[Extract provided Boundary: Start]

Apply to Sail: Expedition 389 Hawaiian Drowned Reefs (Onshore Science Party)




SPECIAL CALL: The International Ocean Discovery Program (IODP) is seeking carbonate sedimentologists with special expertise in crustose coralline algal taxonomy to apply for the onshore phase of Expedition 389 (February 6-26, 2024) in Bremen, Germany. The deadline for U.S.-based scientists to apply for this special call is December 15, 2023.



The International Ocean Discovery Program (IODP) is now accepting applications for scientific participants on the onshore phase of Expedition 389 Hawaiian Drowned Reefs.

[Extract provided Boundary: End]
[Provided material Boundary: Start]

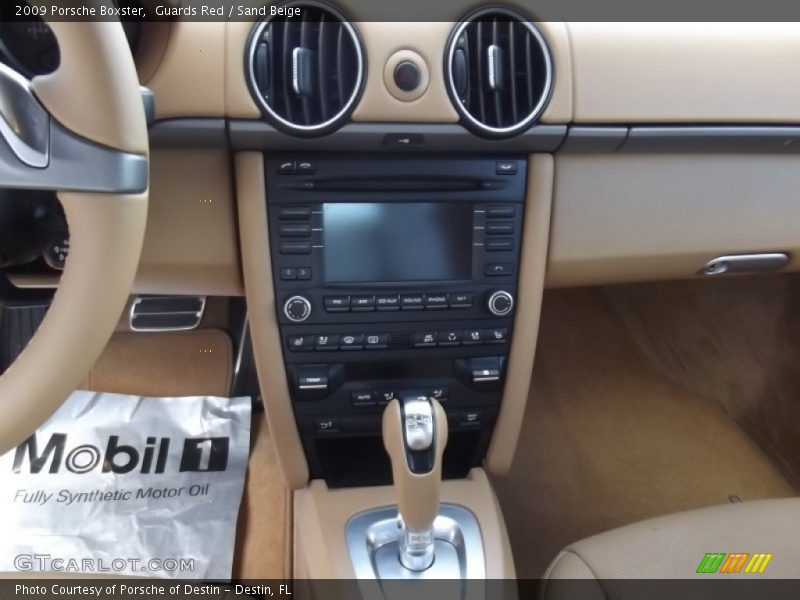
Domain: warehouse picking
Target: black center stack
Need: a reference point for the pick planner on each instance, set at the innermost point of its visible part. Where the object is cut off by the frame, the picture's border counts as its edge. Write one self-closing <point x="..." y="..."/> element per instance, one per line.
<point x="393" y="274"/>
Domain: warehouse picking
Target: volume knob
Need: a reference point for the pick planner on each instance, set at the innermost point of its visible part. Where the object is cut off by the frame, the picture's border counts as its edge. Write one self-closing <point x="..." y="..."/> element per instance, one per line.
<point x="297" y="309"/>
<point x="501" y="303"/>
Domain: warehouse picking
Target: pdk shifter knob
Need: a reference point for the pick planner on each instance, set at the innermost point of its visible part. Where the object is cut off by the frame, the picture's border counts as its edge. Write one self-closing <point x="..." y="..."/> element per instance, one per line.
<point x="415" y="435"/>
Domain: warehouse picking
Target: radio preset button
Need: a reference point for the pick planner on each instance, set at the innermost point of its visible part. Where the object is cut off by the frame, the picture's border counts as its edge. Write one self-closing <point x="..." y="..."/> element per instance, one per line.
<point x="387" y="302"/>
<point x="501" y="303"/>
<point x="337" y="303"/>
<point x="351" y="341"/>
<point x="376" y="341"/>
<point x="412" y="301"/>
<point x="326" y="341"/>
<point x="499" y="245"/>
<point x="295" y="230"/>
<point x="499" y="229"/>
<point x="362" y="303"/>
<point x="295" y="247"/>
<point x="424" y="339"/>
<point x="462" y="300"/>
<point x="500" y="212"/>
<point x="294" y="213"/>
<point x="436" y="301"/>
<point x="449" y="338"/>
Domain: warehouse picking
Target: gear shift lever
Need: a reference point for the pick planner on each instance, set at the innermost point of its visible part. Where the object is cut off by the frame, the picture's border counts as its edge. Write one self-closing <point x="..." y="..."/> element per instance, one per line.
<point x="415" y="435"/>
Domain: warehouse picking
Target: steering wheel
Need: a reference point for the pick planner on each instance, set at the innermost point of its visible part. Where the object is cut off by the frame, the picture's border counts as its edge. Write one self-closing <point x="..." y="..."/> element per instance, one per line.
<point x="80" y="131"/>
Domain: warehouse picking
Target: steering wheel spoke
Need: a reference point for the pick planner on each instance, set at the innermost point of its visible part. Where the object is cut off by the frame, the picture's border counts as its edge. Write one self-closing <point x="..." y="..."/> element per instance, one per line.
<point x="37" y="152"/>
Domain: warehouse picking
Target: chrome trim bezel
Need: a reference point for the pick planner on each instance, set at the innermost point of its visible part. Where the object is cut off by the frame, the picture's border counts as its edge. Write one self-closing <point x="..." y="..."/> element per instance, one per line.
<point x="348" y="106"/>
<point x="547" y="92"/>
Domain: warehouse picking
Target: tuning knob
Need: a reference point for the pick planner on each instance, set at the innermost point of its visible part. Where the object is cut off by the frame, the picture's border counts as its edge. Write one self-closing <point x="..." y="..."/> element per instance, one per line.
<point x="297" y="309"/>
<point x="501" y="303"/>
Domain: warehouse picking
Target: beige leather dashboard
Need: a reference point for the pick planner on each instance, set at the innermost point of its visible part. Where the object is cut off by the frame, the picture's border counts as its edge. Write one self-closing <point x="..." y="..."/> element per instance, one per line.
<point x="616" y="217"/>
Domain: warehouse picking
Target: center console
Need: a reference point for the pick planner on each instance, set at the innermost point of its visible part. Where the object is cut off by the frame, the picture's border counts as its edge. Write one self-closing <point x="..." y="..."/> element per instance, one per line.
<point x="393" y="274"/>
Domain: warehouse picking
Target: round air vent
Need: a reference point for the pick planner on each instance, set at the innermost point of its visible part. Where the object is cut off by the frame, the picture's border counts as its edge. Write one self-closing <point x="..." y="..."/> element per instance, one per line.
<point x="499" y="72"/>
<point x="305" y="66"/>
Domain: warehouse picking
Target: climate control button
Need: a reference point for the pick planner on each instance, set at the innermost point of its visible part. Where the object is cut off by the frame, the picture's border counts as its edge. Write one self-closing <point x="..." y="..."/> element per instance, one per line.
<point x="501" y="303"/>
<point x="297" y="309"/>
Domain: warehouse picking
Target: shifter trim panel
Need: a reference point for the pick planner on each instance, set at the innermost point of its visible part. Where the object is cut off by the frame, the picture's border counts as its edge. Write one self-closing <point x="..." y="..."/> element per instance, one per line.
<point x="373" y="535"/>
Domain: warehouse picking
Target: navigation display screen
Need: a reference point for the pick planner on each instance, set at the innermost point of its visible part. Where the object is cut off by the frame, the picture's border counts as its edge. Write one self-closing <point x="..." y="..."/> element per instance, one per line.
<point x="383" y="242"/>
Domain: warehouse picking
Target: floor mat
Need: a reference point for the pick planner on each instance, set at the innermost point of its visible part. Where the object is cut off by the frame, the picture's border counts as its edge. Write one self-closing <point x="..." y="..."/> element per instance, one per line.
<point x="606" y="441"/>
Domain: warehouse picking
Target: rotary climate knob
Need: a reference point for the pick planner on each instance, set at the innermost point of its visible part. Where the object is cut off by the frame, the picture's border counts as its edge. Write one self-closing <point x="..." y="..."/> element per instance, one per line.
<point x="501" y="303"/>
<point x="297" y="309"/>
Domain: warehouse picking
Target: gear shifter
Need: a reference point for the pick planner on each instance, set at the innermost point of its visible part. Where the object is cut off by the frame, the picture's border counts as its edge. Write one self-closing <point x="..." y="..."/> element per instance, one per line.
<point x="415" y="435"/>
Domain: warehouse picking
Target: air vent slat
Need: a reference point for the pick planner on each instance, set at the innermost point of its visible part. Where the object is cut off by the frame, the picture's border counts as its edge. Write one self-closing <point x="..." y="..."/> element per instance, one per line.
<point x="512" y="69"/>
<point x="285" y="70"/>
<point x="495" y="63"/>
<point x="304" y="45"/>
<point x="508" y="72"/>
<point x="340" y="42"/>
<point x="529" y="67"/>
<point x="480" y="63"/>
<point x="314" y="69"/>
<point x="323" y="69"/>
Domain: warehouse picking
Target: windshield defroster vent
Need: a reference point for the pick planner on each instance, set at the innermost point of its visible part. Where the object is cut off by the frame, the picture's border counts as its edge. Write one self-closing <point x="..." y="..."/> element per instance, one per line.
<point x="305" y="71"/>
<point x="499" y="72"/>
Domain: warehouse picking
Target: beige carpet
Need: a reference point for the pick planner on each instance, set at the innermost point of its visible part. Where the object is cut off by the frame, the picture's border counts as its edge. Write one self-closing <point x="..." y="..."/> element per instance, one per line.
<point x="606" y="441"/>
<point x="200" y="363"/>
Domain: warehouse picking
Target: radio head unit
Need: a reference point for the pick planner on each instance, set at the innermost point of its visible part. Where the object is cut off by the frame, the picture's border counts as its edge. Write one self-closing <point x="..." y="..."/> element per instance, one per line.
<point x="400" y="278"/>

[Provided material Boundary: End]

### Exercise set
A: In the expedition notice above, in which city and country will the onshore phase of Expedition 389 be held?
B: For each statement below, decide whether it agrees with the expedition notice above. Answer yes or no and quote the deciding words.
(i) The onshore phase of Expedition 389 runs from February 6 to February 26, 2024.
(ii) U.S.-based scientists must apply for the special call by December 15, 2023.
(iii) The special call seeks specialists in coral reef fish taxonomy.
C: Rewrite the paragraph of the expedition notice that begins "SPECIAL CALL: The International Ocean Discovery Program" as a short list, keeping its main facts.

### Results of the tasks
A: Bremen, Germany.

B:
(i) Yes: "the onshore phase of Expedition 389 (February 6-26, 2024)"
(ii) Yes: "The deadline for U.S.-based scientists to apply for this special call is December 15, 2023."
(iii) No: "carbonate sedimentologists with special expertise in crustose coralline algal taxonomy"

C:
- Issuer: International Ocean Discovery Program (IODP)
- Sought: carbonate sedimentologists with expertise in crustose coralline algal taxonomy
- Purpose: to apply for the onshore phase of Expedition 389
- Dates: February 6-26, 2024
- Location: Bremen, Germany
- Deadline for U.S.-based scientists: December 15, 2023